#### EXERCISE INSTRUCTIONS:
1. In the passage below on AI and AR/VR in the insurance industry, by how much can the described advances improve profitability?
2. Extend the passage below on AI and AR/VR in insurance by picking up after its final sentence.

#### TEXT FOR ANALYSIS:
Start of Block
AI-powered tools (even with narrow capabilities) can do wonders for the insurance industry at large. When architected in the right manner, they can be used to automate a bulk of the standardized and automated processes that insurance companies have. AI can be used to automate and accelerate claims, assess homeowner policies via drones, and facilitate richer customer experiences through sophisticated chatbots. Such advances have a domino effect of increasing CSAT scores, boosting retention rates, reducing CACs, and ultimately improving profitability by as much as 95%.

Crafting immersive products through AR/VR

Customer retention is largely a function of how good a product is, and how effective it is in solving the customers’ pain points. In the face of increasing commodification, insurance companies that go the extra mile to make the buying process more immersive and engaging can gain a definite edge over competitors.

Globally, companies are flocking to implement AR/VR into their customer engagement strategies as it allows them to better several aspects of the customer journey in one fell swoop. Relationship building, product visualization, and highly personalized products are some of the benefits that AR/VR confers to its wielders.
End of Block
(Point-per-instance localization data)
Start of Block
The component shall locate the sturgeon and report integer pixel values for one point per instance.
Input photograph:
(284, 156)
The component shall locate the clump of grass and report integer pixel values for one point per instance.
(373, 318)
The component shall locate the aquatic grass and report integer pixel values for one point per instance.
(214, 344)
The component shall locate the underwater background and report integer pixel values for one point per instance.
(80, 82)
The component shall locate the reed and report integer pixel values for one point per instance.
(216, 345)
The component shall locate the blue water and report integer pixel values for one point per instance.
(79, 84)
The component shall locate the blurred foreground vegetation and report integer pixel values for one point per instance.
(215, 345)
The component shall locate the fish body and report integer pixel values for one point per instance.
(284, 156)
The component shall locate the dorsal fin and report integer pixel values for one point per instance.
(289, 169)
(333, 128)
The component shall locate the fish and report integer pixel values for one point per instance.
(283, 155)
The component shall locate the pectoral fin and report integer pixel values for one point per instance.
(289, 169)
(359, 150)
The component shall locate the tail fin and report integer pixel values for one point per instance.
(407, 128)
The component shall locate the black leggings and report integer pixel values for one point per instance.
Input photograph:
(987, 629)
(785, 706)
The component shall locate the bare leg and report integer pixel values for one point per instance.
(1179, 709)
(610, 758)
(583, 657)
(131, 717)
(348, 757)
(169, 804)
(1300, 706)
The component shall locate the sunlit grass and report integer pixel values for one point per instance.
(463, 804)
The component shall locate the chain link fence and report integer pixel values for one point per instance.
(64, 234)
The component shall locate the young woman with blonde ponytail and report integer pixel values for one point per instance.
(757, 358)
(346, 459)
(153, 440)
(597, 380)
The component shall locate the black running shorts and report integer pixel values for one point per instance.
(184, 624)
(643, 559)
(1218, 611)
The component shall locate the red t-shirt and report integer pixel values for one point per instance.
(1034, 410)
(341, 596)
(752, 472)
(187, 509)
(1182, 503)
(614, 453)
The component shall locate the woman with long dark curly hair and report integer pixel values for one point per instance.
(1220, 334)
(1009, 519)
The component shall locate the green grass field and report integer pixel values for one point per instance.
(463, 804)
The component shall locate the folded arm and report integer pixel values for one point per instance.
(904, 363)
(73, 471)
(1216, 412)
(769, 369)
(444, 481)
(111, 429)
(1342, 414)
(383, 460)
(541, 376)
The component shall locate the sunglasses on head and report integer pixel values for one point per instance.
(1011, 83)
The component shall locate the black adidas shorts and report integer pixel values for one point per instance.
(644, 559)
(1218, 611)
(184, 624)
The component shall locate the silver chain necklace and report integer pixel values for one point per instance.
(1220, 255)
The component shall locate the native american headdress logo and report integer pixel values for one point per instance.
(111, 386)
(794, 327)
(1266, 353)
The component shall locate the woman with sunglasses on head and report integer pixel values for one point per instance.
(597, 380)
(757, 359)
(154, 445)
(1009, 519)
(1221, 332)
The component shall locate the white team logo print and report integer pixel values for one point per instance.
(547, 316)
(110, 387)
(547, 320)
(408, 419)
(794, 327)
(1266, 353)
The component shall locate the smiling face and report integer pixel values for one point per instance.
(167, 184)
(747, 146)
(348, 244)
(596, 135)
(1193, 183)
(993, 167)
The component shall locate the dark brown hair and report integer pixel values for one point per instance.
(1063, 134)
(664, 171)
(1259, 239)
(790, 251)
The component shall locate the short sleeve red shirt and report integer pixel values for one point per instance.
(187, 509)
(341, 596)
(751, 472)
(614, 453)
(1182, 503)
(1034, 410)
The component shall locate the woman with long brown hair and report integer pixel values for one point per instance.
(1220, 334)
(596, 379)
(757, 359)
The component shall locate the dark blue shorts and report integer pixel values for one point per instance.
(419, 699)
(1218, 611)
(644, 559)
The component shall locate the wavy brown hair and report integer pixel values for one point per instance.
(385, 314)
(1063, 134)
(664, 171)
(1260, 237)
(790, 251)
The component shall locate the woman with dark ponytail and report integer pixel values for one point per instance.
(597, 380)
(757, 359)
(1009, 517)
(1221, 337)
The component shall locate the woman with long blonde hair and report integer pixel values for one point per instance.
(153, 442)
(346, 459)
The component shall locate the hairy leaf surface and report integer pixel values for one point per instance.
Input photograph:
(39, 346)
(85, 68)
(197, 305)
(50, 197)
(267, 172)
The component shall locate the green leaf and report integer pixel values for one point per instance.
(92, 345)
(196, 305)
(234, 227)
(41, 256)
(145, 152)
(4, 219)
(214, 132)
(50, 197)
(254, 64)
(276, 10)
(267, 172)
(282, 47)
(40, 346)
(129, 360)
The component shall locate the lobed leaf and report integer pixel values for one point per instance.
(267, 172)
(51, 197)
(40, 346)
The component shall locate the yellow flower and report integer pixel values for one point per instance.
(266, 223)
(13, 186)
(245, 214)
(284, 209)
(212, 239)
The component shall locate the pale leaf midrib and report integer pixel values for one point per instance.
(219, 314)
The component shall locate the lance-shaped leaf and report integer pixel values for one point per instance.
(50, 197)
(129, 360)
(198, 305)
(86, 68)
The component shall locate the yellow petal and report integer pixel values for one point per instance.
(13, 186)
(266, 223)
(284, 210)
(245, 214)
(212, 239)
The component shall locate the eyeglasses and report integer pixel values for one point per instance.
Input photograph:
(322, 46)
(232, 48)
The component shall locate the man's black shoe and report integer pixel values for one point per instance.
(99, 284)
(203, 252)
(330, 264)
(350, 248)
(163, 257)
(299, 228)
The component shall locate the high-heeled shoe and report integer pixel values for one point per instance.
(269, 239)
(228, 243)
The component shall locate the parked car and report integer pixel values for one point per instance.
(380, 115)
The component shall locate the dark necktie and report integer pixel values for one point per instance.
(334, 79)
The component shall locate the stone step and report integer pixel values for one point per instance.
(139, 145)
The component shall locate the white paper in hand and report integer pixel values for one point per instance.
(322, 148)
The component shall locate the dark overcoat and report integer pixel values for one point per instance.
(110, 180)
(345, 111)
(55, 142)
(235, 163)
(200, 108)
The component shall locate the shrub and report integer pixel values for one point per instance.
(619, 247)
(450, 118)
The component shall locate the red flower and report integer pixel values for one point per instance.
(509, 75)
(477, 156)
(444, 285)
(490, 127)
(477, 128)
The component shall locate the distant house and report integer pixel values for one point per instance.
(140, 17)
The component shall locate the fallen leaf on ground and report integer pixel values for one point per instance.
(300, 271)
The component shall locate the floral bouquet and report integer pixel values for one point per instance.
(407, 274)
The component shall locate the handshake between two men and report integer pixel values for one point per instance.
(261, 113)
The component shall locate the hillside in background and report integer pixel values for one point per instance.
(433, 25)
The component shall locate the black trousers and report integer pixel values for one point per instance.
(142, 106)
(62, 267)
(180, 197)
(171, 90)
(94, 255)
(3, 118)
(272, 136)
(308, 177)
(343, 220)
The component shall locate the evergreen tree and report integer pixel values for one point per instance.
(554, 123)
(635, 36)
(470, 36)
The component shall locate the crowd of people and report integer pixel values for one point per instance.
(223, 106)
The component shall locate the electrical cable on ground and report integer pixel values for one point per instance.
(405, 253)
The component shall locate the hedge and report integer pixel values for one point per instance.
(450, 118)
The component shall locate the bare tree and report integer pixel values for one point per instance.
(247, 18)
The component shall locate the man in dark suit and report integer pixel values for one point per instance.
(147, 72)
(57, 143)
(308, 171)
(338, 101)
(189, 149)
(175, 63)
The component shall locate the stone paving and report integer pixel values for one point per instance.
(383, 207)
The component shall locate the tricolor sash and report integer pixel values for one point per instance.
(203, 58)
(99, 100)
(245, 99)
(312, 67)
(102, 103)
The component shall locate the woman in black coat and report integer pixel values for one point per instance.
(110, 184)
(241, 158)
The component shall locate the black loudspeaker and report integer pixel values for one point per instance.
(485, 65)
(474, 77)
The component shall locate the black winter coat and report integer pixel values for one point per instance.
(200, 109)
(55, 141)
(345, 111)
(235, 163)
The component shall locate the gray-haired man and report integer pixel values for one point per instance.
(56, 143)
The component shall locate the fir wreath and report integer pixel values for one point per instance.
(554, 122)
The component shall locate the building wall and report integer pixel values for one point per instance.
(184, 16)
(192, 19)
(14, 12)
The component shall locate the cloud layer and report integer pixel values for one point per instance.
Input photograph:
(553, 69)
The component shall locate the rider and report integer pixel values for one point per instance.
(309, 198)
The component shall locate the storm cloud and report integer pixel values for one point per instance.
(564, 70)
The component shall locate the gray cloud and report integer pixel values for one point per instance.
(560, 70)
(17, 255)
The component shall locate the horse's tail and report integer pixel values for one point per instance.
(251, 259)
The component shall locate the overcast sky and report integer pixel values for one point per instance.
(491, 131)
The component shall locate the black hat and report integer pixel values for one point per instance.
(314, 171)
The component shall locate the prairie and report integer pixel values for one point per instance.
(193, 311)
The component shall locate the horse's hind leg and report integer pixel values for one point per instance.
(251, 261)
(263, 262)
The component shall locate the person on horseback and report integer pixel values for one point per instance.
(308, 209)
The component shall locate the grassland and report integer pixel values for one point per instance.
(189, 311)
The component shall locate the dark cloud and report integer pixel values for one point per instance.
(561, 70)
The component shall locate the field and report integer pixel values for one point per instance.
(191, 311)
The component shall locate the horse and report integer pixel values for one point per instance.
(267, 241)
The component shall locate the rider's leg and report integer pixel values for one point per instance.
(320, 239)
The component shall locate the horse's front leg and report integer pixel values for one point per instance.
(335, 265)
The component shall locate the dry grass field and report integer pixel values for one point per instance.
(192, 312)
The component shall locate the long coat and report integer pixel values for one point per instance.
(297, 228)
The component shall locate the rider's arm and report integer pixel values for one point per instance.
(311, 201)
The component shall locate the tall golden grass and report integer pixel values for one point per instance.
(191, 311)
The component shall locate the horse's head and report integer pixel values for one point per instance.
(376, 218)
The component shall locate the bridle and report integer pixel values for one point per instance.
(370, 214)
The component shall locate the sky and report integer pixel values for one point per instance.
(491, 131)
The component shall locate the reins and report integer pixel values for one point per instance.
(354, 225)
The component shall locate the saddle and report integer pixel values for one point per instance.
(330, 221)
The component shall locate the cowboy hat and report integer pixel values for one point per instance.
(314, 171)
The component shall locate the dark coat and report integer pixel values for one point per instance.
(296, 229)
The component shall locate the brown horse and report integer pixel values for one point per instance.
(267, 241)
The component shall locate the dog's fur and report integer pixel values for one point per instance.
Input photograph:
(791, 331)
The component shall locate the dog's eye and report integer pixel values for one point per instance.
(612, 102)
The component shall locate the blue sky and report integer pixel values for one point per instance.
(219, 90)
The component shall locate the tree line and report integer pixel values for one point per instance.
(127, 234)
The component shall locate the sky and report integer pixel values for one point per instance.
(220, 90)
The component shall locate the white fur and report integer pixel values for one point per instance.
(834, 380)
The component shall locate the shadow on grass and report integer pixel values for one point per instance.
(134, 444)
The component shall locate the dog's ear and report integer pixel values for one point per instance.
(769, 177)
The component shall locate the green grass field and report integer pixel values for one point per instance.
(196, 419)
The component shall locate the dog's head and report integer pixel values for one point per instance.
End of Block
#### RESULTS BY TASK:
1. By as much as 95%.

2.
By honoring the customer sentiments of today and applying a slick AR/VR-powered veneer over its existing product layer, insurance companies can cater to a younger audience (Gen Z) by educating them about insurance products and tailoring digital delivery experiences. This could pay off in the long run by building a large customer base that could be retained and served for a much longer period.

The way forward

The Insurance industry is undergoing a shift of tectonic proportions as an older generation makes way for a new and younger one that has little to no perceptions about the industry. By investing in next-generation technologies such as AR/VR, firms can build new products to capture this new market and catapult themselves to leadership positions simply by way of keeping up with the times.

We have already seen how AR is a potential game-changer for the insurance industry. It is only a matter of time before it becomes commonplace.